▶ [Items from a dataset]
BEGIN

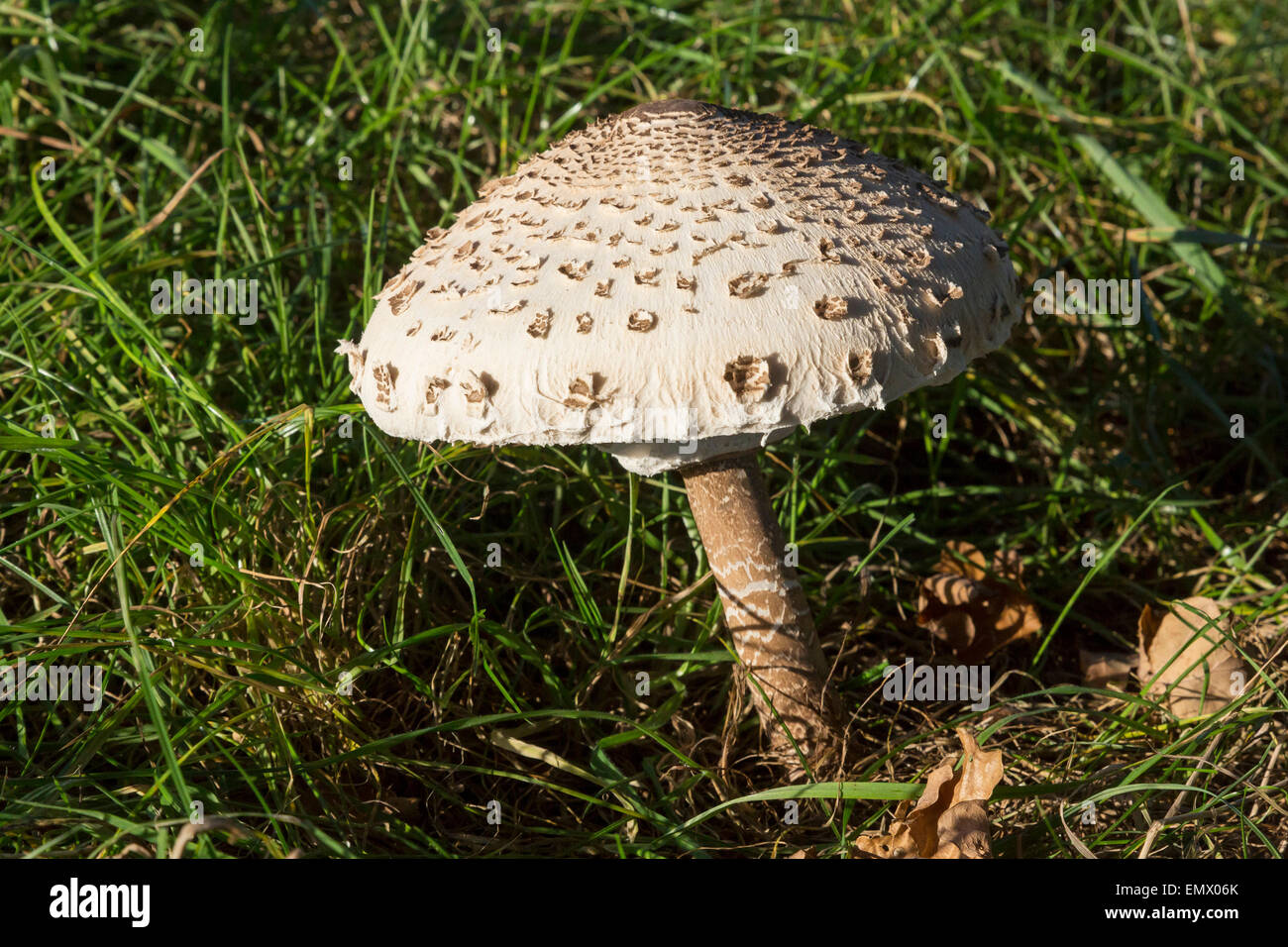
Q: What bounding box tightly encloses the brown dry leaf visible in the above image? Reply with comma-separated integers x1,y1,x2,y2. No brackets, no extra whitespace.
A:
854,727,1002,858
1078,650,1138,690
917,543,1042,664
1136,595,1250,716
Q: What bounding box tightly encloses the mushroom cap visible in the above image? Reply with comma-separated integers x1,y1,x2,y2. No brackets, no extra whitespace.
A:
338,99,1021,474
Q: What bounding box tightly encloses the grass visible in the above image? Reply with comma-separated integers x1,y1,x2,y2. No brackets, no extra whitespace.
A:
0,0,1288,858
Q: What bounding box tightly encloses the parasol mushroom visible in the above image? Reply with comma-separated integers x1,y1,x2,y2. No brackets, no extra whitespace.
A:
338,99,1020,775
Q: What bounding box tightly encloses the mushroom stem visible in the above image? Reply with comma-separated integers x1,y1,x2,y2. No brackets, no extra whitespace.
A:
680,454,840,779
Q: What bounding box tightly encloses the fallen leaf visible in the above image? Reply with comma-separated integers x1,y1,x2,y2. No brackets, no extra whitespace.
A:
854,727,1002,858
1136,595,1250,716
917,543,1042,664
1078,650,1140,690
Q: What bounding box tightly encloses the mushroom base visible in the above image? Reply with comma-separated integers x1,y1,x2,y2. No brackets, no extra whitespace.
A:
680,454,841,779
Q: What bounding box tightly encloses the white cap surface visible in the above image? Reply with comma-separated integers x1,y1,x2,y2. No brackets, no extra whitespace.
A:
338,99,1020,474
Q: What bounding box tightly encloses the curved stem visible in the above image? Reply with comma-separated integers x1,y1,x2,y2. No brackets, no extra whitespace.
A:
680,455,838,777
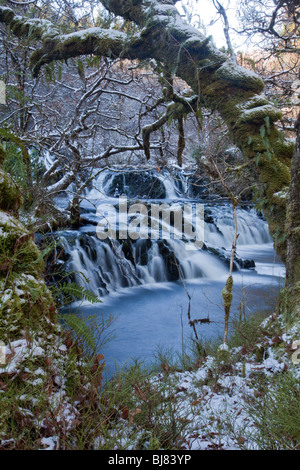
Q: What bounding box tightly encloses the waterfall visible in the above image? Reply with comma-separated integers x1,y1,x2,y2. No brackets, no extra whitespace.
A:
54,169,271,297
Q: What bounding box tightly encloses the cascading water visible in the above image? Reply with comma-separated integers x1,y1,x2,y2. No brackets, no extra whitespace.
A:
60,169,283,376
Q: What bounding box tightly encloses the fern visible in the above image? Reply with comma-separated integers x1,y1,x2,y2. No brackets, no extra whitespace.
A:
63,313,97,355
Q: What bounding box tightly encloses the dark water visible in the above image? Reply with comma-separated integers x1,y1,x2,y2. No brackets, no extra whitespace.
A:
65,244,284,376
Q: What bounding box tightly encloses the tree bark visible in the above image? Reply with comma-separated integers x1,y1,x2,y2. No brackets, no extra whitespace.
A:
284,113,300,316
0,0,299,312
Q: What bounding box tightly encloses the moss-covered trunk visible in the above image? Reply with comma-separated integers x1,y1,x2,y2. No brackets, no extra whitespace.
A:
0,0,299,314
284,114,300,315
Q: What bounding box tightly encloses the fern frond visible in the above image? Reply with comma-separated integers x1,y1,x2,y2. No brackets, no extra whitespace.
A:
63,313,97,354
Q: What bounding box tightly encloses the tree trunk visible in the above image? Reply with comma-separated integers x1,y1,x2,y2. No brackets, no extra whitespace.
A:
0,0,299,312
284,113,300,315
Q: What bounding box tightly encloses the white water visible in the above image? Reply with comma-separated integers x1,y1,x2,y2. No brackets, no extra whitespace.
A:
59,167,284,373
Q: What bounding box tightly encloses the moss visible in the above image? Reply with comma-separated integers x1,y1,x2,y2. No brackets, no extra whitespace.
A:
0,144,6,165
222,276,233,308
0,274,56,342
213,60,264,93
240,104,282,125
0,169,22,214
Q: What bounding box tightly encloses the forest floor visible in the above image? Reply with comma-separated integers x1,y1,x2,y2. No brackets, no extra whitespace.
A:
0,304,300,450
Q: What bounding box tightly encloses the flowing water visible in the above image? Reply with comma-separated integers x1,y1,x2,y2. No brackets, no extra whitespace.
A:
56,170,284,375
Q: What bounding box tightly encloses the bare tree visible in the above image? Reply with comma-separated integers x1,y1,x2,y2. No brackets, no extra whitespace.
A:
0,0,300,316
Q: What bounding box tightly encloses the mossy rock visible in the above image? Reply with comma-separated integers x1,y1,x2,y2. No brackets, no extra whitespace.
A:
0,274,56,342
0,211,44,278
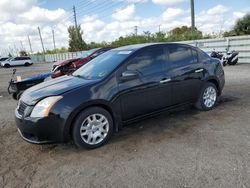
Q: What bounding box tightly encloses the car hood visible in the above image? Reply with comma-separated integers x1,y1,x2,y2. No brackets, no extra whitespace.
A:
20,76,96,105
53,58,79,66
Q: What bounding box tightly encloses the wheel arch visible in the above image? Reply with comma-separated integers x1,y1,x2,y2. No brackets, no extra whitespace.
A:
64,100,120,140
206,77,221,95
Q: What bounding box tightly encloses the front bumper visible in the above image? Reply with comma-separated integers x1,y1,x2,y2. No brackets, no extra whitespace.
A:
15,110,64,144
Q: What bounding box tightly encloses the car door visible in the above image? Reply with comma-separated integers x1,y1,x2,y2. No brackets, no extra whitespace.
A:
118,46,171,120
168,44,204,105
10,57,20,66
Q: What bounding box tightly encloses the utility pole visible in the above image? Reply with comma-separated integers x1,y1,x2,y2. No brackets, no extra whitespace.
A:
37,27,45,55
73,5,77,28
28,35,33,54
20,41,24,50
135,25,138,36
190,0,195,33
52,29,56,50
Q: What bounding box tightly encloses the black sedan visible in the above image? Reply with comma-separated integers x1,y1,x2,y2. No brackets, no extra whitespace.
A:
15,43,225,148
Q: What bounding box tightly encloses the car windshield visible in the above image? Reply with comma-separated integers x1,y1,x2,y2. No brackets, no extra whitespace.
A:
73,50,132,80
0,57,8,61
79,48,100,58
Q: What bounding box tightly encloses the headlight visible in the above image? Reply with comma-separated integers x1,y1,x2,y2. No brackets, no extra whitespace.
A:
30,96,63,118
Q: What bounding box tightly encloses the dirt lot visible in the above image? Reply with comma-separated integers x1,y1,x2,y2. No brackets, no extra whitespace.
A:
0,64,250,188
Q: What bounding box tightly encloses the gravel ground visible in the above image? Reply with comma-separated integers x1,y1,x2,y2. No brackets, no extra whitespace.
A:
0,64,250,188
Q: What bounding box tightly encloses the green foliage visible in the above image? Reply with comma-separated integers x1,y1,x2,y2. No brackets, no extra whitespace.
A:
111,26,203,47
68,25,87,52
19,50,28,56
46,47,69,54
223,14,250,37
233,14,250,35
168,26,203,41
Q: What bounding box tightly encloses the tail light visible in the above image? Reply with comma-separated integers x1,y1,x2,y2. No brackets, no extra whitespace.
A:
72,63,77,69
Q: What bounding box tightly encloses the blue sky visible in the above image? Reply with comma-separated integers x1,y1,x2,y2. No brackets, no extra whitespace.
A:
0,0,250,53
37,0,250,17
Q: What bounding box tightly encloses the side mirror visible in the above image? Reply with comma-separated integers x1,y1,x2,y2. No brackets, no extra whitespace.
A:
121,70,139,81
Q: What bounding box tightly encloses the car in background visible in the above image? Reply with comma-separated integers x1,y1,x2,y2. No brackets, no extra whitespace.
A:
0,57,10,63
51,48,111,78
15,43,225,148
1,56,33,68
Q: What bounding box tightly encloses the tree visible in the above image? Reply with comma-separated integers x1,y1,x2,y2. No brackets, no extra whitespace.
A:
168,26,203,41
223,14,250,37
233,14,250,35
68,25,87,52
19,50,28,56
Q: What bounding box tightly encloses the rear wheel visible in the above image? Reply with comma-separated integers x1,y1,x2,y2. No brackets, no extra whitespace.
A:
195,82,218,111
24,62,30,67
4,63,10,68
72,107,113,149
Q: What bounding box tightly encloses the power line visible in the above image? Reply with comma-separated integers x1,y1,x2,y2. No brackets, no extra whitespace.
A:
75,1,124,16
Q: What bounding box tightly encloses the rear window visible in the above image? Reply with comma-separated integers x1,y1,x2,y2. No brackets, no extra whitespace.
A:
197,49,210,63
169,45,195,68
0,57,8,61
14,57,30,61
127,48,166,76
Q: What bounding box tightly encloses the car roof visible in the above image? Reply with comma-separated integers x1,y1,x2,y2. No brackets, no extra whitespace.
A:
113,42,193,51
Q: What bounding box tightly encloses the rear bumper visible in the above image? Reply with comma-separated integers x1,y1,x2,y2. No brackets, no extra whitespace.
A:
15,108,64,144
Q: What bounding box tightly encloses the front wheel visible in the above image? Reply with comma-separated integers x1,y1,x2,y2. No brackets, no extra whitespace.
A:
24,62,31,67
195,82,218,111
72,107,113,149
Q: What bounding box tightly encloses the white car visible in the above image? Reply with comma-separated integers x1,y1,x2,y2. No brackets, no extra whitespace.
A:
0,57,9,63
1,57,33,68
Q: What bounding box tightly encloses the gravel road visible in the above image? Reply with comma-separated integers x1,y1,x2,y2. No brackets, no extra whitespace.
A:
0,64,250,188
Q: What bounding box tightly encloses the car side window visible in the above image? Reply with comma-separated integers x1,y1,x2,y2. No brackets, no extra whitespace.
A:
198,49,210,63
169,45,198,68
192,49,199,63
126,48,166,76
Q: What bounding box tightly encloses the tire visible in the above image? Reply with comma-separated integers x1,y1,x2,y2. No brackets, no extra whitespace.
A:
16,91,23,100
24,62,30,67
231,58,239,65
4,63,10,68
195,82,218,111
222,61,227,67
72,107,114,149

END

▶ [Stated problem]
Express the data from the line containing "Q: What bounding box tightly encloses the headlight" through the line containing "121,70,139,81", inclusive, as a Markdown table with the columns Row and Line. Number each line in order, and omit blank lines.

▶ [Solved problem]
| Row | Line |
|---|---|
| 1 | Q: What bounding box tightly encloses the headlight visible in the above image? Reply with comma-separated integers x1,y1,x2,y2. No brackets, no extra whitespace. |
| 2 | A: |
| 3 | 30,96,63,118 |
| 4 | Q: What bounding box tightly encloses the dirt lot visible in the above image? Reply with comma-separated integers x1,y1,x2,y2. No brackets, no extra whitespace. |
| 5 | A: |
| 6 | 0,64,250,188 |
| 7 | Q: What bounding box tightly encloses the gravel ground visible in the above image? Reply with comma-separated integers x1,y1,x2,y2. No brackets, no extra whitespace. |
| 8 | A: |
| 9 | 0,64,250,188 |
| 10 | Q: What bounding box tightly encloses the green foliage visible in the above image? Reply with comma-separated integers x1,y1,x2,y2. No brackets, no extra whitespace. |
| 11 | A: |
| 12 | 111,26,203,47 |
| 13 | 68,25,87,52 |
| 14 | 19,50,28,56 |
| 15 | 46,47,69,54 |
| 16 | 223,14,250,37 |
| 17 | 233,14,250,35 |
| 18 | 168,26,203,41 |
| 19 | Q: What bounding box tightly encloses the tail light visible in the above image? Reply with comma-separated integers x1,y1,x2,y2. No brackets, no extra whitespace. |
| 20 | A: |
| 21 | 72,63,77,69 |
| 22 | Q: What bounding box tightly encloses the blue sky visible in the above image? Reply with comma-separated integers x1,y1,x2,y2. No brackets, no extra whitespace. |
| 23 | A: |
| 24 | 0,0,250,53 |
| 25 | 37,0,250,17 |
| 26 | Q: What bounding box tightly encloses the side mirror visible in the above image? Reply with comma-separated integers x1,y1,x2,y2. No brackets, no extra whitespace. |
| 27 | A: |
| 28 | 121,70,139,81 |